>> start Page
“Logistics services have grown the fastest. In Asia Pacific, our sales volume in the first half of 2006 rose by 178.6 percent from the same period last year. This is outstanding as other types of services have grown by only one digit. In terms of income, logistics services also serve as the biggest contributor to DHL (9.9 billion euro), followed by DHL Express (9.2 billion euro),” said Tim Wong, managing director of DHL Global Forwarding Indonesia.
The promising prospects of the logistics business in Indonesia has prompted several global logistics providers to invest in the local market.
DHL, for example, invested US$3 million to build a logistics facility measuring some 6,000 square meters in the Soewarna Business Park, Cengkareng, Jakarta, in October last year.
PT Schenker Petrolog Utama has also built an integrated logistics facility in the same compound at a cost of some $1.5 million. The compound houses offices, temporary storehouses and warehouses.
Headquartered in Germany, Schenker AG, the parent company of Schenker, is one of the world’s major players in the logistics and services business. With a global sales volume amounting to $8 billion, Schenker Group employs over 36,000 people in 1,000 locations in over 100 countries. In Indonesia alone, Schenker employs over 250 people in its branch offices.
The distribution and logistics service business started in the 1990s and blossomed several years later due to increasing demand. Small domestic producing firms and foreign manufacturing companies taken advantage of the distribution and logistics business for the dispatch of their products to their destinations in a rapid and safe way, with quality being maintained.
Most logistics companies started out by providing express dispatch services and then extended to logistics services. Interestingly, while previously logistics companies only handled the movement of goods in their physical condition, later they also handled warehousing. This was only natural because the market share of this business reaches billions of U.S. dollars in value, plus there is constant demand for logistics services.
Domestic and foreign logistics companies now vie with one another in offering their services, all with their pluses and minuses. These international companies include DHL, TNT, UPS and FedEx.
>> end Page
>> start Supplied information
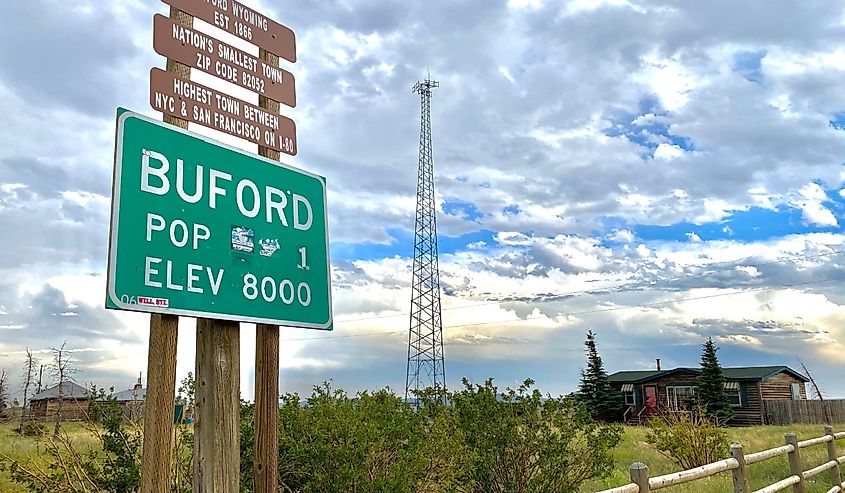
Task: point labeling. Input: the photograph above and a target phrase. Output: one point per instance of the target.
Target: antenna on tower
(425, 337)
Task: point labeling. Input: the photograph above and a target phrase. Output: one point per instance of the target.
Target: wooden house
(73, 398)
(648, 392)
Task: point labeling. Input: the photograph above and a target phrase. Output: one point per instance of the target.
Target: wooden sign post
(265, 274)
(157, 454)
(158, 408)
(265, 468)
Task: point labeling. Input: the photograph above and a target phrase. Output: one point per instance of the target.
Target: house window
(678, 398)
(732, 391)
(628, 392)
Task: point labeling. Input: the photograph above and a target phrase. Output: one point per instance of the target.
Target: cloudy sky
(658, 171)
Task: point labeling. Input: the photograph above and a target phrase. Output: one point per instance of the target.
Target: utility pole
(425, 337)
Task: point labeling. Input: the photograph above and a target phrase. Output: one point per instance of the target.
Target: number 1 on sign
(303, 260)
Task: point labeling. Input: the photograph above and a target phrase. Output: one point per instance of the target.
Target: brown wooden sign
(245, 23)
(205, 106)
(201, 51)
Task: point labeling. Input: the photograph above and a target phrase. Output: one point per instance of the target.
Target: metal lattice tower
(425, 338)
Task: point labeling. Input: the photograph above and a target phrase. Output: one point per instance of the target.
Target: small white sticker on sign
(162, 302)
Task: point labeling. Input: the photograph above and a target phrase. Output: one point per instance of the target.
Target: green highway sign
(202, 229)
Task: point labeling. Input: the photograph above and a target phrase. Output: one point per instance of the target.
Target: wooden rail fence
(787, 412)
(739, 462)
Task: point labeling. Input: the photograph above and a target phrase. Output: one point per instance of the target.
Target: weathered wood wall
(787, 412)
(780, 387)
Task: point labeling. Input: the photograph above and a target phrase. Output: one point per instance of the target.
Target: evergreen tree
(711, 384)
(595, 391)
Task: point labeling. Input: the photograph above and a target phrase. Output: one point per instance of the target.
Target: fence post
(835, 473)
(795, 463)
(741, 484)
(639, 475)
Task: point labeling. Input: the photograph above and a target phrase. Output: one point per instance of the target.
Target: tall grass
(27, 449)
(753, 439)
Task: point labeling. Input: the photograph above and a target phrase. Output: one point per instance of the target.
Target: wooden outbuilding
(73, 399)
(646, 393)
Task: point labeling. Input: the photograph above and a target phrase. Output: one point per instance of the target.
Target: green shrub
(690, 439)
(523, 442)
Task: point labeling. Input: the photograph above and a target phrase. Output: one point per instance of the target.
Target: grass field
(753, 439)
(633, 449)
(26, 448)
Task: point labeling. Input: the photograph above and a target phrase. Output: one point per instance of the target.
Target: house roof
(745, 373)
(70, 390)
(130, 395)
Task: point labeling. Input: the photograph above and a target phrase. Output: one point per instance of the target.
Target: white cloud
(668, 152)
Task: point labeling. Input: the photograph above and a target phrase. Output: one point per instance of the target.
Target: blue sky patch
(403, 246)
(748, 65)
(462, 209)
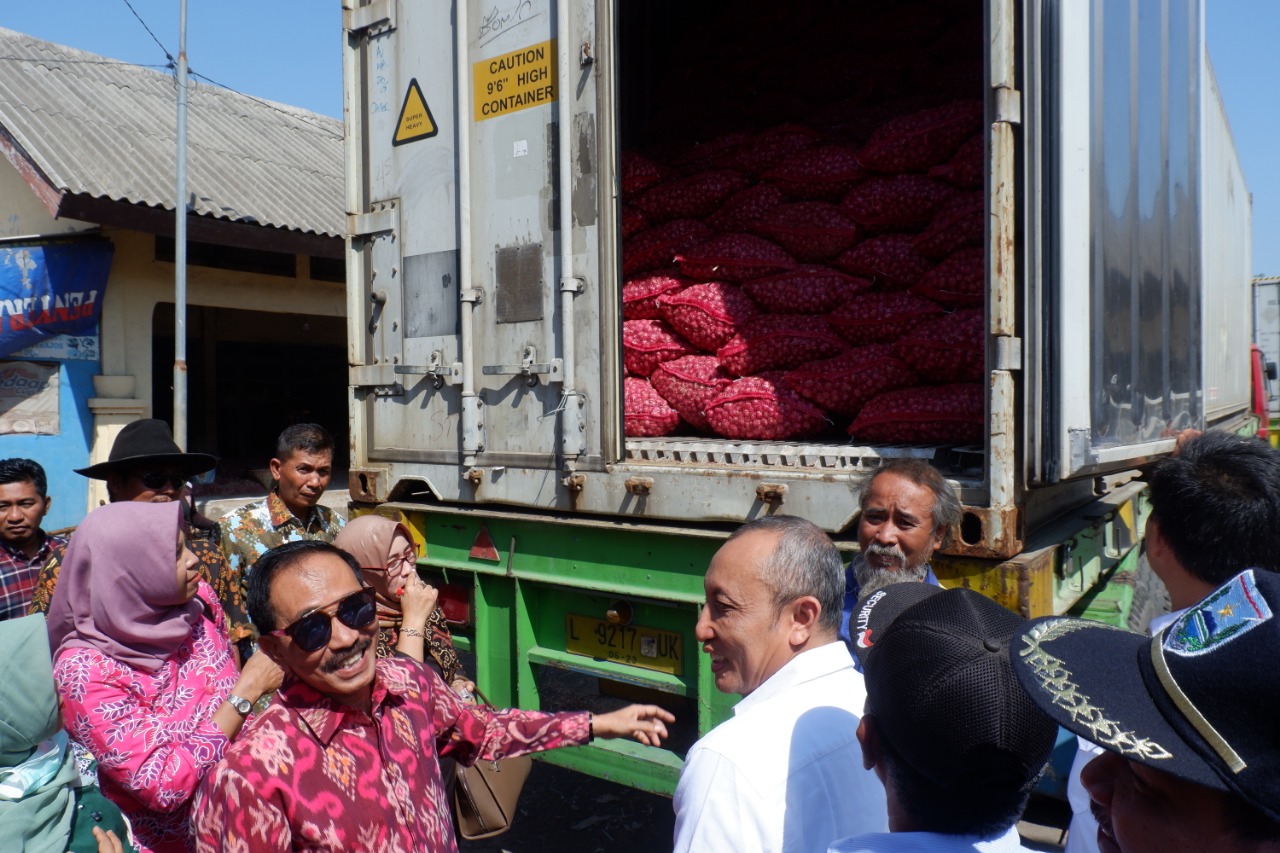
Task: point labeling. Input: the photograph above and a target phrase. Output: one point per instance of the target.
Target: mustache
(332, 662)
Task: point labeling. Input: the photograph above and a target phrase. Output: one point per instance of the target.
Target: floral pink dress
(152, 733)
(314, 775)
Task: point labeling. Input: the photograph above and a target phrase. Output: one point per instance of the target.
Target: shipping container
(512, 165)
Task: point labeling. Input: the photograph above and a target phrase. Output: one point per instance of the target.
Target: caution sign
(515, 81)
(415, 122)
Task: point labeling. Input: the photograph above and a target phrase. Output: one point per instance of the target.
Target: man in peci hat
(145, 464)
(1188, 719)
(955, 740)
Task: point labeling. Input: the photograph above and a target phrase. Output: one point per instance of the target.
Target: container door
(474, 265)
(1114, 231)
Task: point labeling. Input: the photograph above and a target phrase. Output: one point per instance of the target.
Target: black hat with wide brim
(147, 442)
(1197, 701)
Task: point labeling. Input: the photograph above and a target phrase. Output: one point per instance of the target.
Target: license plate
(634, 644)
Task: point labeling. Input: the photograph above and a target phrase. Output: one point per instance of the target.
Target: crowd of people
(282, 679)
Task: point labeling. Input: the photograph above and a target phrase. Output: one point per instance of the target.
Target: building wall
(138, 283)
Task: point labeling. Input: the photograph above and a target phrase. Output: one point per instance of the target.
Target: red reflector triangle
(483, 547)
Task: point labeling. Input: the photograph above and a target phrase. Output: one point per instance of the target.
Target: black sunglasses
(312, 632)
(159, 479)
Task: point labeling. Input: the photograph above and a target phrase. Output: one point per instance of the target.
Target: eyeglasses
(159, 479)
(312, 632)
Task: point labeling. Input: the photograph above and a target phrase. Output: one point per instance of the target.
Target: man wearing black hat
(1187, 720)
(955, 740)
(145, 464)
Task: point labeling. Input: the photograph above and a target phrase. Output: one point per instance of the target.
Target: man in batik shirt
(301, 469)
(344, 757)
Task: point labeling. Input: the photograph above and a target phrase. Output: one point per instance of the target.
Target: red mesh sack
(821, 173)
(709, 314)
(805, 290)
(644, 411)
(745, 206)
(763, 409)
(778, 342)
(812, 231)
(768, 149)
(639, 173)
(734, 258)
(900, 201)
(704, 155)
(959, 281)
(881, 318)
(927, 415)
(946, 349)
(890, 260)
(632, 222)
(689, 383)
(640, 293)
(647, 343)
(845, 383)
(920, 140)
(959, 222)
(965, 169)
(693, 197)
(659, 245)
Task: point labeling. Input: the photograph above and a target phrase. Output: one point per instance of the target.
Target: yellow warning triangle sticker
(415, 122)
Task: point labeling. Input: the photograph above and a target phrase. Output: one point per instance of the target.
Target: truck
(1266, 340)
(494, 160)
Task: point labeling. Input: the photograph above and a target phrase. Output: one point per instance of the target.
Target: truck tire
(1150, 597)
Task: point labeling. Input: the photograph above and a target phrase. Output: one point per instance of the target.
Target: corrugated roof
(104, 128)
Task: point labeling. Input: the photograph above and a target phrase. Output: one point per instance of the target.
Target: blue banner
(50, 290)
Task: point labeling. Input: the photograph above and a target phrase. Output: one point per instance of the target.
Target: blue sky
(291, 51)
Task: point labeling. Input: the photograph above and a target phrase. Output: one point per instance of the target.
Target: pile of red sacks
(789, 283)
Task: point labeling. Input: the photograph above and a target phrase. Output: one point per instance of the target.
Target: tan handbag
(485, 794)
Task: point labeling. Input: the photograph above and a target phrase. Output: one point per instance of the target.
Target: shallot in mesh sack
(812, 231)
(647, 343)
(644, 411)
(734, 258)
(805, 290)
(890, 260)
(845, 383)
(640, 293)
(689, 383)
(946, 349)
(763, 409)
(778, 342)
(708, 314)
(881, 318)
(924, 415)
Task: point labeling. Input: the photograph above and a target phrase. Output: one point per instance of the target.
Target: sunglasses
(159, 479)
(312, 632)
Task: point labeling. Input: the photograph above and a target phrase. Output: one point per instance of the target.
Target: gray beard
(872, 578)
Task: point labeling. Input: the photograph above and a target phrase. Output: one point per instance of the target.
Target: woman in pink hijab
(408, 620)
(144, 666)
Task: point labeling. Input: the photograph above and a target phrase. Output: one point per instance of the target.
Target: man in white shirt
(947, 729)
(785, 772)
(1215, 510)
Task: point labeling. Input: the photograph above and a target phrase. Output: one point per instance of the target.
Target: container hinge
(383, 217)
(1009, 105)
(379, 377)
(375, 17)
(1009, 354)
(529, 368)
(435, 368)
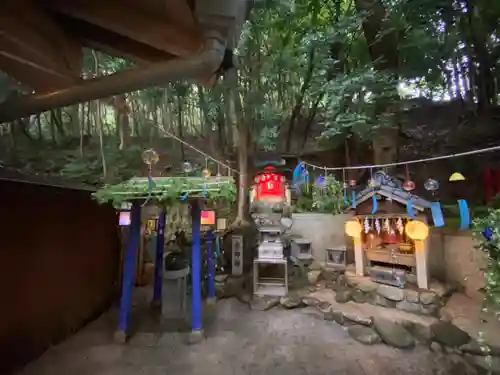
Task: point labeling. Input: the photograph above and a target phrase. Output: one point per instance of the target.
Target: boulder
(264, 303)
(392, 293)
(364, 335)
(393, 334)
(448, 334)
(359, 296)
(291, 301)
(343, 295)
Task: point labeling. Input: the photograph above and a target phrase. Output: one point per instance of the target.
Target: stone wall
(454, 259)
(323, 230)
(59, 260)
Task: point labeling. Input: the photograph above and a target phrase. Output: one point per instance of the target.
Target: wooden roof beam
(130, 22)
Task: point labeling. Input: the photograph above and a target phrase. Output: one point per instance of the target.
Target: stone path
(240, 342)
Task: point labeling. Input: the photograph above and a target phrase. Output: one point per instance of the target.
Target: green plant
(327, 197)
(492, 249)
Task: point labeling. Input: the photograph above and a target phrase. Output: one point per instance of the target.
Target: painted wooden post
(359, 256)
(160, 244)
(196, 317)
(128, 273)
(211, 268)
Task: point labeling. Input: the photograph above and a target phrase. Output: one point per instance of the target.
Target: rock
(393, 334)
(313, 276)
(436, 347)
(343, 295)
(364, 335)
(411, 296)
(358, 296)
(427, 298)
(335, 316)
(324, 306)
(392, 293)
(449, 334)
(221, 278)
(264, 303)
(367, 286)
(329, 274)
(489, 364)
(474, 347)
(358, 319)
(378, 300)
(411, 279)
(310, 301)
(291, 301)
(408, 306)
(429, 310)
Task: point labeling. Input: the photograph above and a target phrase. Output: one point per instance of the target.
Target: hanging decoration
(387, 225)
(366, 225)
(431, 185)
(464, 214)
(457, 176)
(399, 225)
(408, 185)
(437, 214)
(409, 209)
(487, 233)
(150, 157)
(374, 204)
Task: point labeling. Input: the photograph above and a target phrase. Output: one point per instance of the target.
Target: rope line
(460, 154)
(218, 162)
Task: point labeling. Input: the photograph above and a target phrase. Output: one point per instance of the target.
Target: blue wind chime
(300, 176)
(150, 157)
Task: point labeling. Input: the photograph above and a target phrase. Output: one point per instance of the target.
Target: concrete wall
(59, 259)
(454, 258)
(324, 230)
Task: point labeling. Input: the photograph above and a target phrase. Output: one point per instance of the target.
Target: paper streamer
(464, 214)
(437, 214)
(374, 204)
(409, 209)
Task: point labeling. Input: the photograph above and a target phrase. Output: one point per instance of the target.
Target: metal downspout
(208, 61)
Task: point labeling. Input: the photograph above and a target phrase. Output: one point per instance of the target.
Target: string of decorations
(380, 182)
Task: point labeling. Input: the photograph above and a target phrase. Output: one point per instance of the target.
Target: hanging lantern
(150, 157)
(457, 176)
(353, 228)
(431, 185)
(187, 167)
(205, 173)
(408, 185)
(417, 230)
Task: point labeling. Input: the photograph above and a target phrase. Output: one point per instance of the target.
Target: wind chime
(150, 157)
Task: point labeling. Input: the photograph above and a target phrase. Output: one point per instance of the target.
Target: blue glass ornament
(487, 233)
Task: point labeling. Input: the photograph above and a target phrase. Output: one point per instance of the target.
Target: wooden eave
(41, 41)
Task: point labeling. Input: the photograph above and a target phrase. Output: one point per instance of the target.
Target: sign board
(237, 255)
(124, 218)
(207, 217)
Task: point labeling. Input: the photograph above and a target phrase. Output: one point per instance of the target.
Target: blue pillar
(160, 244)
(196, 315)
(128, 273)
(211, 268)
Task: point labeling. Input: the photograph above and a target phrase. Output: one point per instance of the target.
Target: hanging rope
(474, 152)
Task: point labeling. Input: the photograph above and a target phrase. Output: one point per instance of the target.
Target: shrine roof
(168, 189)
(391, 188)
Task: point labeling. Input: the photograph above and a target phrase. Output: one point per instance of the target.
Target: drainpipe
(208, 61)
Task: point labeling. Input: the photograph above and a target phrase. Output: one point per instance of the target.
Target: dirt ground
(239, 341)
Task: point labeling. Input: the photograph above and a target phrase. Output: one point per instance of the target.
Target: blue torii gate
(195, 191)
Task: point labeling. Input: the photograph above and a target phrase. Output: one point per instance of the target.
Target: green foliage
(326, 198)
(492, 250)
(167, 190)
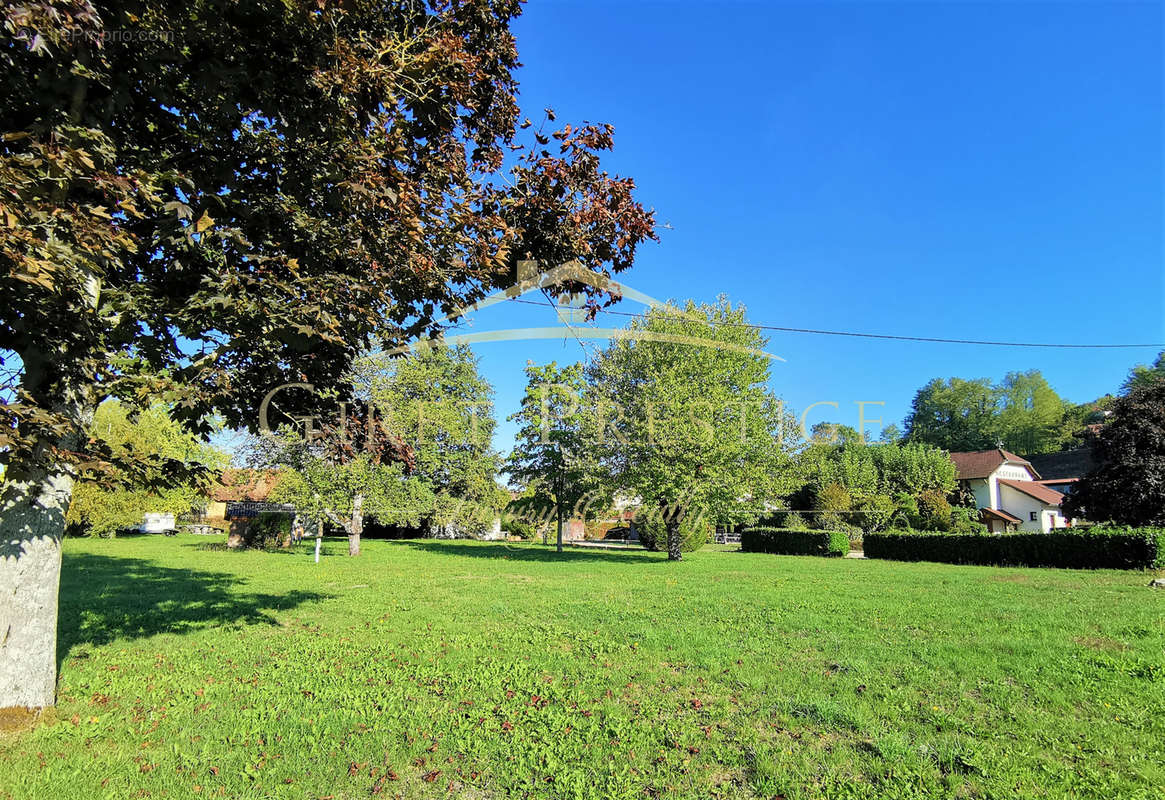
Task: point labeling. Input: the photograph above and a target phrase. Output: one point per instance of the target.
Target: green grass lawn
(432, 668)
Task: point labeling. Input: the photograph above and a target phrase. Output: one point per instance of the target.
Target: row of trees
(415, 451)
(254, 200)
(1023, 412)
(676, 415)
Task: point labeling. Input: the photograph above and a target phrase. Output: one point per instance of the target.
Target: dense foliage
(693, 531)
(119, 501)
(686, 416)
(1022, 411)
(267, 530)
(552, 459)
(1071, 549)
(220, 198)
(788, 542)
(438, 403)
(1128, 485)
(859, 487)
(253, 197)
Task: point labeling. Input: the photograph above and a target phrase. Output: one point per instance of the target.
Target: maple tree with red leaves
(241, 196)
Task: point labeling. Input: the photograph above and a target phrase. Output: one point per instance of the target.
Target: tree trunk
(559, 509)
(355, 528)
(32, 524)
(673, 551)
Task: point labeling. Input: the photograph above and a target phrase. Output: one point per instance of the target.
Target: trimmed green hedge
(1071, 547)
(788, 542)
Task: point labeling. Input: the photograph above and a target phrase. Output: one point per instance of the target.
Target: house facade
(1009, 491)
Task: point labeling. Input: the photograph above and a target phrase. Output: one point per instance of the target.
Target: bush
(833, 497)
(933, 511)
(786, 542)
(694, 532)
(1071, 549)
(874, 512)
(796, 522)
(267, 530)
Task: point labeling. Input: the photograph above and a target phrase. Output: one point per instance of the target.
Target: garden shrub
(874, 512)
(933, 510)
(788, 542)
(833, 497)
(267, 530)
(795, 522)
(694, 532)
(1070, 547)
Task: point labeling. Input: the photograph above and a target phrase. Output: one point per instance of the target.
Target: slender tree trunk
(559, 510)
(673, 551)
(32, 524)
(355, 528)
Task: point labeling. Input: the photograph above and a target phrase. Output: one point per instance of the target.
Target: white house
(1008, 491)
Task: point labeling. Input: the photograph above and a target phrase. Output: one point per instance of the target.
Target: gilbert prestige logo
(571, 313)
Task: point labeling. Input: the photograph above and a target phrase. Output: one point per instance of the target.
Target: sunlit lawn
(431, 668)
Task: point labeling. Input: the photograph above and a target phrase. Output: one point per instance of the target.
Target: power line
(881, 335)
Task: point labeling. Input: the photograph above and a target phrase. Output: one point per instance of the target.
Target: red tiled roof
(1000, 515)
(1032, 489)
(242, 485)
(982, 462)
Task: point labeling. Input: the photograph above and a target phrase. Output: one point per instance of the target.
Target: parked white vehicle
(156, 522)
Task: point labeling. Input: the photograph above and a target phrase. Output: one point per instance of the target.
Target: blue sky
(958, 170)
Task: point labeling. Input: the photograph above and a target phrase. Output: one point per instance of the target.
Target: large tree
(954, 415)
(1030, 417)
(231, 196)
(689, 423)
(551, 459)
(436, 401)
(1128, 485)
(1144, 375)
(117, 500)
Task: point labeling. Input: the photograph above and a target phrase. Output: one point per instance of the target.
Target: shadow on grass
(105, 597)
(505, 551)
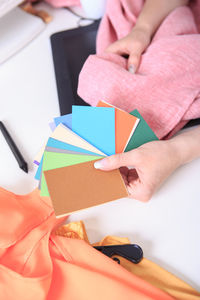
>> end Supplied information
[Exercise brief]: Using the article on logistics services in Indonesia, explain in one to three sentences why logistics companies moved from only moving goods to also handling warehousing. Rely only on the article on logistics services in Indonesia.

[Exercise answer]: The shift was only natural because the market share of this business reaches billions of U.S. dollars in value. In addition, demand for logistics services is constant.